Exercise details> Turn the lines of the items below into one numbered list, with blank lines left out. Leave the pictures out of your list.

--- Start of Record set ---

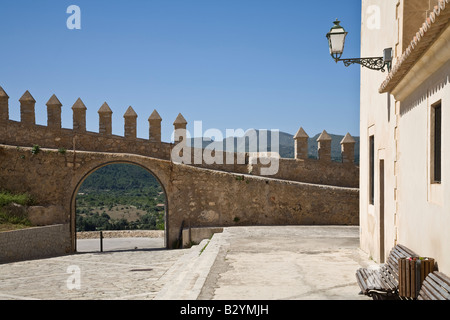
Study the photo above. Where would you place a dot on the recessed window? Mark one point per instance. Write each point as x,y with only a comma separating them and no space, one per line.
371,170
436,143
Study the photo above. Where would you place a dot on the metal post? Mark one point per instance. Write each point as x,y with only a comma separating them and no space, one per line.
101,241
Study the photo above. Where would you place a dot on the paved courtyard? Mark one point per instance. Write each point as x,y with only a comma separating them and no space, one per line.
283,263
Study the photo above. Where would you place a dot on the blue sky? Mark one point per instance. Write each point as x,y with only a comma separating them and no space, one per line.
233,64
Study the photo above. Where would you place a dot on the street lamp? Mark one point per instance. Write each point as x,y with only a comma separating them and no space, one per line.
336,41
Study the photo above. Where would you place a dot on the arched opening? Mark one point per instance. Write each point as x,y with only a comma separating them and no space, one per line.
119,206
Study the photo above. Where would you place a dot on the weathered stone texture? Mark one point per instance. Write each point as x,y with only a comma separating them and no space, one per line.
48,241
199,197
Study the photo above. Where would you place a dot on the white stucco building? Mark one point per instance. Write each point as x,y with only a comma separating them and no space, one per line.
405,129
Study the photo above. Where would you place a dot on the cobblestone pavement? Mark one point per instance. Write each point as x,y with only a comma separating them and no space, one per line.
110,275
271,263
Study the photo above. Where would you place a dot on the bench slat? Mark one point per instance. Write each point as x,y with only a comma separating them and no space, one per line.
432,291
439,286
386,278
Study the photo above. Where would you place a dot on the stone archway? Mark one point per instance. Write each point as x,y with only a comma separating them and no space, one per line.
105,164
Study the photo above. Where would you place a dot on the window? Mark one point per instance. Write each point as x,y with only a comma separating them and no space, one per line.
371,169
436,142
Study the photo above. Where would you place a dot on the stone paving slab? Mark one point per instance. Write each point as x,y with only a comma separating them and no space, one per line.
110,275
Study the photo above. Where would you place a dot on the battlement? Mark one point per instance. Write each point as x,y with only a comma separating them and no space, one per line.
27,133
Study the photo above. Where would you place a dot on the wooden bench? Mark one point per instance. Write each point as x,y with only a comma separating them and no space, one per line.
435,287
383,282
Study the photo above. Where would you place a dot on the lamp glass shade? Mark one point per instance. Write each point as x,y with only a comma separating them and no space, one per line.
336,40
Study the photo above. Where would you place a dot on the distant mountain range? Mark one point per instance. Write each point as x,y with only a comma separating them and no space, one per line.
286,148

--- End of Record set ---

Result of this task>
1. Study the photo above. Where would you place a dot on the recessed window? Mark one point per instance. Write each point as x,y with only a comma separating them and no space, one per line.
2. 371,170
3. 436,143
4. Study the photo above. Where would you place a dot on the metal post? Mark one point per instance. Write each point as x,y with only a comma separating them and no space, one per line.
5. 101,241
6. Study the photo above. Where would you place a dot on the paved courtyard? Mark one point per instance. Write each point as x,y with only a comma separating them and no space, one per line.
7. 283,263
8. Study the photo above. Where would you place a dot on the blue sky? Mark one point per instance. Write each point as x,y with only a comma separating them and no space, one per line.
9. 233,64
10. Study the photo above. Where would you place a dot on the street lamp? Mark one point per instance. Write each point as x,y with only a comma separating them and no space, one per line.
11. 336,41
12. Study the photo above. Where would you place a dot on the arched opening? Mark one point per instance. Write each point as x,y with only a comma separating them and no space, one per line.
13. 119,206
14. Study the photo above. Where would you place a dot on the weathered stone texture? Mark one point per instance. Write each point as x,y with only a comma separating them and no space, one per line.
15. 48,241
16. 199,197
17. Study the photo above. Where would you place a dot on the white stucco building? Mark one point per instance. Write each point as x,y with only a comma separating them and no space, one per line.
18. 405,129
19. Study the photo above. Where would you place a dot on the cobblestone pavement? Mark one point per instance. Write each point as x,y with only a comma separating them and no space, one per line.
20. 110,275
21. 271,263
22. Study the photo above. Where would you place a dot on the bench slat? Mark one point per instance. Write each point as x,y with only a comma separating them and no space, one per line.
23. 432,291
24. 439,286
25. 386,278
26. Study the photo above. Where would you place a dot on the stone archway? Mark one point per instance. Write each point as x,y with only a comma separating them and no space, one per line.
27. 105,164
28. Study the photo above. Where would you place a dot on the window? Mark one point per instance. Write each point as x,y with only a comma separating them and no space, one per line.
29. 371,169
30. 436,142
31. Study the photo above. Where would you place a dot on the stone paving slab? Mark one point per instance. Write each point as x,y with only a comma separating them and no space, one per line.
32. 110,275
33. Study the photo above. Where would you place a dot on the battlement? Mark one point per instance. Write each point as x,y with only a comma separating them and no space, one per line.
34. 27,133
35. Study the photo above. Where would you place a dot on the wooden bench? Mark one point per instance. Write each point as x,y with only a comma separating them and no space, one per line.
36. 435,287
37. 383,282
38. Study the photo above. Where would you place a dot on the lamp glass shade? Mark one point per instance. Write each point as x,y with only a comma separating them and no space, one per line.
39. 336,40
40. Study the photo above. Where would you place a dot on the distant mountain range? Mark one point per instance. Write each point as x,y with only a comma separating them and no space, one per line.
41. 286,148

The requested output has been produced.